-- PASSAGE CHOISI --
L'écrivain Édouard Louis avait raconté dans un livre avoir subi un viol de la part d'un amant une nuit de Noël à Paris: six ans après, la juge d'instruction a ordonné le procès de son agresseur présumé en requalifiant les faits d'"agression sexuelle".

Le soir du 25 décembre 2012, Édouard Louis, alors âgé de 20 ans, avait porté plainte pour viol et tentative de meurtre contre un jeune sans-papier algérien rencontré dans la rue en rentrant du réveillon.

A la police, celui qui n'était pas encore l'auteur d'"En finir avec Eddy Bellegueule", un récit qui l'a rendu célèbre un an plus tard, avait rapporté avoir été étranglé avec une écharpe avant d'être violé par son agresseur.

-- ÉNONCÉ --
Réécrivez le passage sur la plainte d'Édouard Louis en commençant à "L'écrivain Édouard Louis" et en terminant à "par son agresseur.", avec "ceinture" à la place de "écharpe".

Données contenues dans un jeu de données:
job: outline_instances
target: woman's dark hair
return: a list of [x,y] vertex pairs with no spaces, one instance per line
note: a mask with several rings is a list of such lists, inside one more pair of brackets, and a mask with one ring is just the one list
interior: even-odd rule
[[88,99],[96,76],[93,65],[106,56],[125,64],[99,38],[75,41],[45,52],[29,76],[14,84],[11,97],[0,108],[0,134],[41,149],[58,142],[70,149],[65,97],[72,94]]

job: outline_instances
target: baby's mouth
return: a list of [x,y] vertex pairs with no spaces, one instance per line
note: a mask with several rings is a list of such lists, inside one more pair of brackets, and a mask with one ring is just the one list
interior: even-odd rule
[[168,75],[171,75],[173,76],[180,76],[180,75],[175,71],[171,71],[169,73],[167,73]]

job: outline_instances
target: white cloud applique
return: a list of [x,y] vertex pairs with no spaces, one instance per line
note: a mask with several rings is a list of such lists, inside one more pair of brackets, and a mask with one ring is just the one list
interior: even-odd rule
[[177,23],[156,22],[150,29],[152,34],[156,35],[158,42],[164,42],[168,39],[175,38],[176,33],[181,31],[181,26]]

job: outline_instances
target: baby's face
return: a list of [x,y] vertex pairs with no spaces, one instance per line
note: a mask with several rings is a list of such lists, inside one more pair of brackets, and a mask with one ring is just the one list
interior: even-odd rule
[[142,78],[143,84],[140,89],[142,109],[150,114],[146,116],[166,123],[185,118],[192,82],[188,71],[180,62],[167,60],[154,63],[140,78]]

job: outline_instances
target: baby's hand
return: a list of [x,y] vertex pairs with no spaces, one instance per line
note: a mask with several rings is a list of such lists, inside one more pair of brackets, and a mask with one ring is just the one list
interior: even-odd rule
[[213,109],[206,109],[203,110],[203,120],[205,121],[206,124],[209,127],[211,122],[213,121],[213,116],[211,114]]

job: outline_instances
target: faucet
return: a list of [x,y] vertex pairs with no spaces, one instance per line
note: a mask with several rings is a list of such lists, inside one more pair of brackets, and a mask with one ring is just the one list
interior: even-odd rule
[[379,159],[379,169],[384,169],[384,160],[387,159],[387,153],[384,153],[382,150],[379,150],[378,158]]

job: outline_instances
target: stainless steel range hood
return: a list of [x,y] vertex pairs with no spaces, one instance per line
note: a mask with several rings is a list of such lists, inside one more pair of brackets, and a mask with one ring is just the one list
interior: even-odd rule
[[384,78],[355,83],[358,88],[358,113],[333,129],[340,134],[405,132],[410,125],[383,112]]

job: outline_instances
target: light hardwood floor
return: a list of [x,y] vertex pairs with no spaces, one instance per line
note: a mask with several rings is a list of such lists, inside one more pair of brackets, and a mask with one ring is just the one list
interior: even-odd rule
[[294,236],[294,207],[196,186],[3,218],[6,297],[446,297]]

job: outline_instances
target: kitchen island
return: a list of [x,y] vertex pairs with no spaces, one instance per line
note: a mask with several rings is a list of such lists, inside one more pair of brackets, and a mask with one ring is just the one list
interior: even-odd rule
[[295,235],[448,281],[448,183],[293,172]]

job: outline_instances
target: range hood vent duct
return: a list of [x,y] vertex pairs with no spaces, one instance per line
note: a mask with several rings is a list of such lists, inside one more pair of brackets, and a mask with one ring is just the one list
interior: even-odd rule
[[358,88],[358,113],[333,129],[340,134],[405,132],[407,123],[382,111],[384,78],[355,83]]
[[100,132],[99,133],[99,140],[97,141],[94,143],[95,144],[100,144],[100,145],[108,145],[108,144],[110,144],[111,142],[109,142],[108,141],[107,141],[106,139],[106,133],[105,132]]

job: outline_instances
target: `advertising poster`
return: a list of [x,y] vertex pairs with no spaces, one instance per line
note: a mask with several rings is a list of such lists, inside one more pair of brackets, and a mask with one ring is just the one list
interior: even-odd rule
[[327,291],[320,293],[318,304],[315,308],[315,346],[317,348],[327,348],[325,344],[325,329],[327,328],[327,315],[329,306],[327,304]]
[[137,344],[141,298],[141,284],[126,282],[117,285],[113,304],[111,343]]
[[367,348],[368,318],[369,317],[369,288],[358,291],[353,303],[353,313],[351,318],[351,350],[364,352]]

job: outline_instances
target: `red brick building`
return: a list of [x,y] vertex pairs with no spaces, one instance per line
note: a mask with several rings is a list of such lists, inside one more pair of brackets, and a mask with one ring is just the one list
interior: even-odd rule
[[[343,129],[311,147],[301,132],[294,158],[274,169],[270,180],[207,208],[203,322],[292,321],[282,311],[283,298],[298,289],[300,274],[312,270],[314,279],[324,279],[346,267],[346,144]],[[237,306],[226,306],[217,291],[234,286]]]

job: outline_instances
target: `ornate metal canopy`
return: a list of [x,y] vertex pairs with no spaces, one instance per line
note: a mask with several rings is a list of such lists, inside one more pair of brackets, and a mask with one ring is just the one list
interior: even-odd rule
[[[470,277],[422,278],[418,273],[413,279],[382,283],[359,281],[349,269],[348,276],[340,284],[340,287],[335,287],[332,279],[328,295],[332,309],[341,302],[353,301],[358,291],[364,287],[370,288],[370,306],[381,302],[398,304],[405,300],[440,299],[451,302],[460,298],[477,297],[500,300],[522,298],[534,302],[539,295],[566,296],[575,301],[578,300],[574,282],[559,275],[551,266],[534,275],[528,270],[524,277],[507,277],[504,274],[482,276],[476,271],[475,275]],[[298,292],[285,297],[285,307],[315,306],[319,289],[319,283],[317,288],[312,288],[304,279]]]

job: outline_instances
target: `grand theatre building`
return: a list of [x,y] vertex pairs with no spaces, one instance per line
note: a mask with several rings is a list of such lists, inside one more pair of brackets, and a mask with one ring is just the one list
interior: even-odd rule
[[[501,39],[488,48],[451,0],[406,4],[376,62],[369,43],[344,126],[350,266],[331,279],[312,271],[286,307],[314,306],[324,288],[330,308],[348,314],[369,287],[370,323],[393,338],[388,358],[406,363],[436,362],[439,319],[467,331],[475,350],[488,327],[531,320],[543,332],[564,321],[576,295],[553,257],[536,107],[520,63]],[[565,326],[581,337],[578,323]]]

==

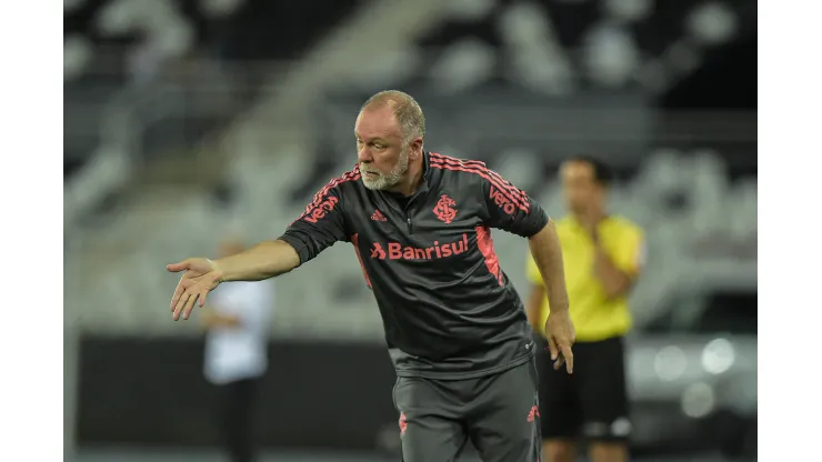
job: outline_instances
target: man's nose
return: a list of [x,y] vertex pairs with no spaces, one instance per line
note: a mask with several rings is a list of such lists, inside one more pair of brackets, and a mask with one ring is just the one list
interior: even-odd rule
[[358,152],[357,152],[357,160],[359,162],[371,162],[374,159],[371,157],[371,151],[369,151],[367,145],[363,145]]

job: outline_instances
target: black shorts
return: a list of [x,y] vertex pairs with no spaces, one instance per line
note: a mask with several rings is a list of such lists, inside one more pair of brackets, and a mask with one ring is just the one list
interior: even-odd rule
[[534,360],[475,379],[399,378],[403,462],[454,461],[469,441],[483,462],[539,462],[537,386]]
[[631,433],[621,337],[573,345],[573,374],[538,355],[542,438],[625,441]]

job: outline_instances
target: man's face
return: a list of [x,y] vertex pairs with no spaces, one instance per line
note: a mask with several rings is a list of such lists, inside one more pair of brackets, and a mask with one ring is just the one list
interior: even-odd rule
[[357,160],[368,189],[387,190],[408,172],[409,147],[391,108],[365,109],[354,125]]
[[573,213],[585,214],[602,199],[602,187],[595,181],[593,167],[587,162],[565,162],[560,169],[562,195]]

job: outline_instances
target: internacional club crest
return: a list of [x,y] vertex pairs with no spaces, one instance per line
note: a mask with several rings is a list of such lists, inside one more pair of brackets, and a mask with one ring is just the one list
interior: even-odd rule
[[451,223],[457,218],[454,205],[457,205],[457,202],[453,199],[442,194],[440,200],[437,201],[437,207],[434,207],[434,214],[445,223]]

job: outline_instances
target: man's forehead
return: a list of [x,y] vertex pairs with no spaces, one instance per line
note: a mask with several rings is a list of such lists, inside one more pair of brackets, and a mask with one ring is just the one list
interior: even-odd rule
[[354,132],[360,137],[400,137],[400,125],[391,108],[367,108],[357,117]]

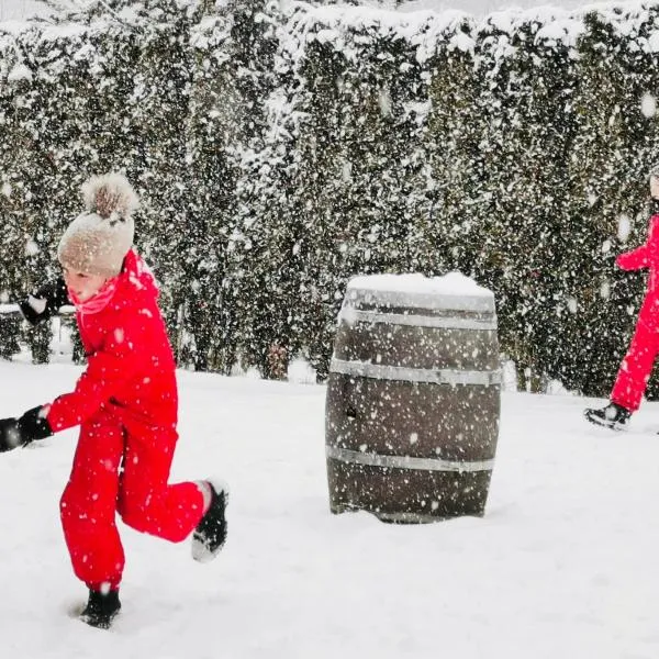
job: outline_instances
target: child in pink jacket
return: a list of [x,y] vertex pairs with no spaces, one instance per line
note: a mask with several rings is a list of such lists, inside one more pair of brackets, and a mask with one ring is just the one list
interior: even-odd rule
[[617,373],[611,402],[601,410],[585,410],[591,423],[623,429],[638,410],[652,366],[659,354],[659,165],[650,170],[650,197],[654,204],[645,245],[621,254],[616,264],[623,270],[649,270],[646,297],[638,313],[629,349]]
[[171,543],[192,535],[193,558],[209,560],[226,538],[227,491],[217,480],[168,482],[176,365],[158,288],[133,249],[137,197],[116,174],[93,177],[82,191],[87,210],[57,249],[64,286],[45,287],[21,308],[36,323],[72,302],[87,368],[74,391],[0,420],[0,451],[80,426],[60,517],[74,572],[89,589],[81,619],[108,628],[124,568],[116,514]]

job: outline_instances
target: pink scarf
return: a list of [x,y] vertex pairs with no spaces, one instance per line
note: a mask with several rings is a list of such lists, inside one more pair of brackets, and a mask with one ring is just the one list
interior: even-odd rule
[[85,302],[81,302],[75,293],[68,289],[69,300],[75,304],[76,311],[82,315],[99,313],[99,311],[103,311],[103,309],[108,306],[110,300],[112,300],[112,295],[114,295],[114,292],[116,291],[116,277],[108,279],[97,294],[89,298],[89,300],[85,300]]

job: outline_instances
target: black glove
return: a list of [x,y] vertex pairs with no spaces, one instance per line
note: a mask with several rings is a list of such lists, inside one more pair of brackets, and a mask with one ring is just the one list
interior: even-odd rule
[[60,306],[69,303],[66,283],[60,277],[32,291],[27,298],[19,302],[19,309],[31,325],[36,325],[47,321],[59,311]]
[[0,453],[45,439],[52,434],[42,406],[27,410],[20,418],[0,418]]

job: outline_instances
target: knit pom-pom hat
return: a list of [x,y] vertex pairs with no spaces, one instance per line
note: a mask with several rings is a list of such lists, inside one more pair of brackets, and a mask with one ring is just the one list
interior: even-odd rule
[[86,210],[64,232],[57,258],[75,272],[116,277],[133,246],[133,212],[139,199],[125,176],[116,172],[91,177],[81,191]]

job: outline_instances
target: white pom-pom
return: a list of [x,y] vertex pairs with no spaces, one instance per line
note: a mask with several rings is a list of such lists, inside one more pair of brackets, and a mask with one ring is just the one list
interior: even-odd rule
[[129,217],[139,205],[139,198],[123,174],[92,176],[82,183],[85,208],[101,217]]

-- RÉSULTAT DE L'EXERCICE --
L'écrivain Édouard Louis avait raconté dans un livre avoir subi un viol de la part d'un amant une nuit de Noël à Paris: six ans après, la juge d'instruction a ordonné le procès de son agresseur présumé en requalifiant les faits d'"agression sexuelle".

Le soir du 25 décembre 2012, Édouard Louis, alors âgé de 20 ans, avait porté plainte pour viol et tentative de meurtre contre un jeune sans-papier algérien rencontré dans la rue en rentrant du réveillon.

A la police, celui qui n'était pas encore l'auteur d'"En finir avec Eddy Bellegueule", un récit qui l'a rendu célèbre un an plus tard, avait rapporté avoir été étranglé avec une ceinture avant d'être violé par son agresseur.